● **SOURCE PASSAGE**

# Egg yolk question



## Freyadog (Jan 27, 2010)

Found this cheese recipe for Latvian Easter Cheese.

http://cheesemakinghelp.blogspot.com/search/label/Latvian Easter Cheese

It says to boil egg yolks. I have no idea how to do that. any help appreciated.


----------



## Starcreek (Feb 4, 2015)

Freyadog said:


> Found this cheese recipe for Latvian Easter Cheese.
> 
> http://cheesemakinghelp.blogspot.com/search/label/Latvian Easter Cheese
> 
> It says to boil egg yolks. I have no idea how to do that. any help appreciated.


Boil eggs. Remove yolks.

● **DATA PROVIDED**
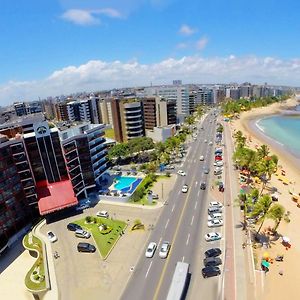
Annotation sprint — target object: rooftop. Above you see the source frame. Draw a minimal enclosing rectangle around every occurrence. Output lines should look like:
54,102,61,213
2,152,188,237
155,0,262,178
37,180,78,215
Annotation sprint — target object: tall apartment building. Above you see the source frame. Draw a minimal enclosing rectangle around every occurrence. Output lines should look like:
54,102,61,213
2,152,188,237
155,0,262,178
141,97,176,130
59,124,108,198
0,135,36,253
111,99,145,142
144,85,190,121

● **STATED TASK**
Please carry on the forum thread about boiling egg yolks from the point where it stops. These lines were drawn from a separate source.

● **RESPONSE BELOW**
The best way to boil eggs that are "peelable" -- even farm-fresh yard eggs -- is this way:
Bring a pot of water to a boil. Lower eggs into the water. Watch the clock. Let the eggs BOIL for 15 minutes. Remove eggs and plunge them into ice water. Let them sit there until cool. Remove and let sit until room temperature. They should peel perfectly!

Then, to proceed with your recipe, take a knife and slice all the way around the boiled/peeled egg, removing the cooked white of the egg, leaving the cooked yolk.


----------



## readytogo (Apr 6, 2013)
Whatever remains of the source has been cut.